Problem requirements: Copy the entries below verbatim, omitting any pictures they contain.

Source material:
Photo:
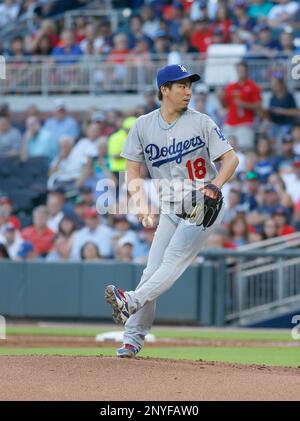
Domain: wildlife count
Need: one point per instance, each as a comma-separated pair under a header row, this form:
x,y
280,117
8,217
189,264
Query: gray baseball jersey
x,y
183,150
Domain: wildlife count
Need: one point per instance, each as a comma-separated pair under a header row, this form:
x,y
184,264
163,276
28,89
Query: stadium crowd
x,y
174,27
263,198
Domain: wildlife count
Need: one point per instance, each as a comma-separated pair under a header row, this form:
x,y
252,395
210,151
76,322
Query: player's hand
x,y
146,220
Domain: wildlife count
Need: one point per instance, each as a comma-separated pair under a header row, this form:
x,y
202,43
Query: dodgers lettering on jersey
x,y
184,150
175,152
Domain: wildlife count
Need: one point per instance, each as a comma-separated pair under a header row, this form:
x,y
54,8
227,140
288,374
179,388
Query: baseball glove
x,y
201,209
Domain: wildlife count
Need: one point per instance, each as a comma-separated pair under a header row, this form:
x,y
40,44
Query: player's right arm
x,y
136,190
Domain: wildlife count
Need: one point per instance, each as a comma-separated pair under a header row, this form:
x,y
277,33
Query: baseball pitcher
x,y
179,146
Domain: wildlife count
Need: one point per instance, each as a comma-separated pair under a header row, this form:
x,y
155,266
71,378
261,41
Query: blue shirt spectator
x,y
61,124
67,49
37,141
101,235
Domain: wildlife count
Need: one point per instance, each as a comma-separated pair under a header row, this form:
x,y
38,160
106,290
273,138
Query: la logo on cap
x,y
183,69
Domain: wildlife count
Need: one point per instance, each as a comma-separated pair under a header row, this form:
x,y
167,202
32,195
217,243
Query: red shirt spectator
x,y
285,230
242,99
6,204
202,36
39,234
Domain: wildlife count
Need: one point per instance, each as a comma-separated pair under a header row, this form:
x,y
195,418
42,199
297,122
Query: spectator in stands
x,y
39,234
37,141
55,204
125,249
175,20
87,147
286,44
117,57
13,240
95,232
80,28
282,14
64,171
232,207
269,200
43,46
150,21
292,181
67,227
241,18
10,138
238,231
121,227
141,55
296,215
97,168
295,136
61,123
142,247
106,35
202,36
150,101
79,208
47,30
280,217
161,47
136,32
26,251
266,161
88,195
92,36
17,50
241,156
61,249
287,155
242,100
3,252
223,22
115,146
67,47
250,191
90,252
282,109
100,118
259,9
269,229
6,206
219,239
279,185
9,10
264,45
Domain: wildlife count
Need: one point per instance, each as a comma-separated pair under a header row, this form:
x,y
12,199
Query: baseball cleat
x,y
116,298
127,351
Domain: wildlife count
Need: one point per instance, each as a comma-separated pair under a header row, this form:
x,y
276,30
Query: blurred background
x,y
78,74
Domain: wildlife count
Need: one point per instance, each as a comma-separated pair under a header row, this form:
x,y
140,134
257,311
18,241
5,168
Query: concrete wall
x,y
75,291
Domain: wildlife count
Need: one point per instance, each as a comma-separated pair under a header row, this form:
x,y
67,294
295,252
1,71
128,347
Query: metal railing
x,y
107,12
249,294
96,75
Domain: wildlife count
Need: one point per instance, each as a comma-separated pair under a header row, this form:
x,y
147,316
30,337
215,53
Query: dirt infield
x,y
109,378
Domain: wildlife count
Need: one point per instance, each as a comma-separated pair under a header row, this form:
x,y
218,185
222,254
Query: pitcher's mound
x,y
109,378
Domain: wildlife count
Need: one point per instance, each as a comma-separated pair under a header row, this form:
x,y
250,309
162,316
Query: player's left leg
x,y
139,324
186,243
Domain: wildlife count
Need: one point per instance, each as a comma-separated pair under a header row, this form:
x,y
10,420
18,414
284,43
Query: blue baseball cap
x,y
174,72
25,248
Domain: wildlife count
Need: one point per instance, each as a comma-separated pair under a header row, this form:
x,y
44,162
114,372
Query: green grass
x,y
289,357
159,333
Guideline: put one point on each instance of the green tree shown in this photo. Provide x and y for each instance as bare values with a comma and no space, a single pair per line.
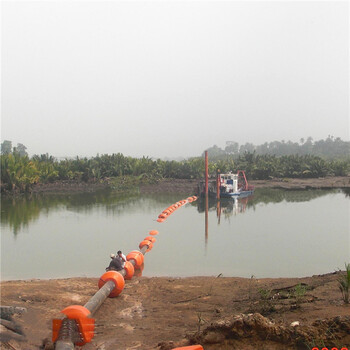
6,147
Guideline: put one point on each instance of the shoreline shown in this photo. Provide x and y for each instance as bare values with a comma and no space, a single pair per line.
188,186
165,312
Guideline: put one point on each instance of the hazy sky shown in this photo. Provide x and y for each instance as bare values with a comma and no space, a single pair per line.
171,78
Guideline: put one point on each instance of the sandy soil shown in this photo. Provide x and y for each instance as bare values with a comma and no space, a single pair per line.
217,312
162,313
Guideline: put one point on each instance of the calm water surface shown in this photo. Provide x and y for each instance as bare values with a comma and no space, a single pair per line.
273,234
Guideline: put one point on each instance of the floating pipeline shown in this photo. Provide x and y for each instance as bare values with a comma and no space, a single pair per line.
168,211
78,325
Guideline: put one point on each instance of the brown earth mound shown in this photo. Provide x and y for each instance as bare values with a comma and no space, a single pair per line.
216,312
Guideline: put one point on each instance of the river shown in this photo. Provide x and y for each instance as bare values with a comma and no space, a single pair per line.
275,233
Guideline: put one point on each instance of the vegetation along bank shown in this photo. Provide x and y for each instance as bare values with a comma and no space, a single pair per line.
325,158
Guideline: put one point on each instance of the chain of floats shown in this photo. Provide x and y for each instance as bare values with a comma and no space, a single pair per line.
78,326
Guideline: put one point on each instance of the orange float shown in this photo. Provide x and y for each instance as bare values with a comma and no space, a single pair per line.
147,243
129,270
137,256
191,347
150,238
118,280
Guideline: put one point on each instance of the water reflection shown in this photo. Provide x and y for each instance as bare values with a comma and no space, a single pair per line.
17,213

Exercise answer:
Photo:
Domain: wildlife count
Need: one point per instance, each as a comma-separated pair under a header row, this form:
x,y
280,117
8,217
189,264
Query: gray baseball jersey
x,y
183,150
Domain: wildlife count
Need: one point per instance, each as a comma-separated pair under a header row, this form:
x,y
184,264
163,276
28,89
Query: stadium crowd
x,y
174,27
263,198
Domain: wildlife count
Need: one point per instance, each as a comma-separated pair under a header row, this form:
x,y
252,395
210,151
76,322
Query: player's hand
x,y
146,220
Domain: wildlife count
Need: one point per instance, each as a comma-separated pair under a header row, this form:
x,y
202,43
Query: dodgers lettering on jersey
x,y
184,150
175,152
Domain: wildlife count
Need: one point per instance, each as a comma-separated pair under a header row, this form:
x,y
54,8
227,140
288,374
179,388
Query: baseball glove
x,y
201,209
Domain: wildlife count
Need: one point per instance, each as a comma-separated pair under a header row, this form:
x,y
40,44
Query: player's right arm
x,y
136,190
Domain: wildlife count
Need: one point per instance, each as a comma-separated pair under a header row, this form:
x,y
277,33
Query: baseball pitcher
x,y
179,146
Domain: wildlife count
Need: one point per instance, each as a comma-separated pair under a header row, this form:
x,y
155,266
71,378
261,41
Query: blue shirt spectator
x,y
61,124
67,49
37,141
101,235
Domain: wildlife count
Need: one point per instance, each as a comma-separated pair under a header row, this form:
x,y
38,160
106,290
273,138
Query: la logo on cap
x,y
183,69
Domain: wildlife count
Need: one point per instance, each as a comma-separated pair under a header row, this form:
x,y
167,202
32,195
217,243
Query: red shirt spectator
x,y
285,230
242,99
6,204
202,36
39,234
Domain: wildlife count
Need: one point per instance, each as a comma-separated pair under a header row, this form:
x,y
195,418
42,199
297,122
Query: spectator in stands
x,y
39,234
37,141
55,204
125,249
175,20
87,147
286,44
117,57
13,240
95,232
80,28
282,14
64,171
232,207
269,200
43,46
150,21
292,181
67,227
241,18
10,138
238,231
121,227
141,55
296,215
97,168
295,136
61,123
142,247
106,35
202,36
150,101
79,208
47,30
280,217
161,47
136,32
26,251
266,161
88,195
92,36
17,50
241,156
61,249
287,155
242,100
3,252
223,22
115,146
67,47
250,191
90,252
282,109
100,118
259,9
269,229
6,206
219,239
279,185
9,10
264,45
Domain: wildlife count
Need: one point per instance, each as a comma-separated pair under a header row, this form:
x,y
12,199
Query: baseball cleat
x,y
116,298
127,351
Domain: wildlife count
Need: one point per instance, each as a comma-separated pair under a header row, this form:
x,y
276,30
Query: blurred background
x,y
78,74
Domain: wildlife count
Need: one point per instance, each as a comma-separated pair under a header row, this form:
x,y
140,134
257,311
18,241
5,168
Query: concrete wall
x,y
75,291
Domain: wildlife count
Need: one point per instance, each as a comma-separated pair under a header row, this form:
x,y
67,294
295,252
1,71
128,347
Query: metal railing
x,y
107,12
249,294
96,75
Domain: wildlife count
Need: one point per instance, each as a comma-separated pair under a header row, this form:
x,y
147,316
30,337
215,53
Query: dirt infield
x,y
109,378
Domain: wildlife count
Need: one point per instance, each as a comma-separated pair under a header row, this form:
x,y
218,185
222,254
Query: pitcher's mound
x,y
109,378
Domain: wildlife count
Need: one point per instance, each as a comma-separated pair under a header row, this form:
x,y
250,309
162,316
Query: player's left leg
x,y
139,324
186,243
Domain: wildlife count
Need: one point per instance, each as a comma-separated pair under a header row, this form:
x,y
10,420
18,414
284,43
Query: blue baseball cap
x,y
174,72
25,248
Domain: wildlife count
Need: one point per instance, each as a comma-separated pair under a header row, this form:
x,y
44,162
114,372
Query: green grass
x,y
289,357
159,333
Guideline: put one point on each instance of the green tree shown in this photo. Provide x and y for each instance as bare values with a comma and no space, a single pair per line.
6,147
Guideline: put one point on each instance of the shoreline shown in this photo. Provide x and y for each instance as bare values with a comma and no space, a single pair per line.
188,186
165,312
Guideline: put one point on each instance of the hazy sky shown in this photo. Provide x and y for each instance as bare values with a comma and no space, a single pair per line.
171,78
Guideline: put one point on each instance of the sandy soil shown in this photo. Provide x and y for each instance as bare values with a comma and no space, a single pair per line.
217,312
162,313
Guideline: put one point on each instance of the calm water surface shown in this photo. Provide x and y for each instance as bare values with a comma and no space, a single pair per line.
273,234
Guideline: put one point on each instance of the floating pipeline shown in this photo. Provide x and y for each instance as bare values with a comma and no space, a single pair per line.
168,211
78,325
Guideline: put one point on each instance of the brown earth mound shown in this photo. Provide x and y for each instance as bare values with a comma and no space, a single pair per line.
216,312
Guideline: put one point on each instance of the river shown in this photo. Provide x and y for each instance as bare values with a comma and no space, a single pair per line.
275,233
Guideline: put one point on each instance of the vegetation along bank shown in this photo. Provide x and y for each instance as bare values with a comma and no space, a single pair per line.
325,158
Guideline: put one point on each instance of the chain of floats shown in this photo. Provide x and y for each instance as bare values with a comma and no space, a single pair per line.
78,326
Guideline: put one point on each instance of the orange float shown in this photo. Provide x and y for each instance as bare values with a comma and no space, a single pair per line.
147,243
129,270
137,256
191,347
150,238
118,280
Guideline: put one point on each instance of the water reflection shown in this photo. Provide x and y for each instance as bare values with a comma and no space, a single pair per line.
17,213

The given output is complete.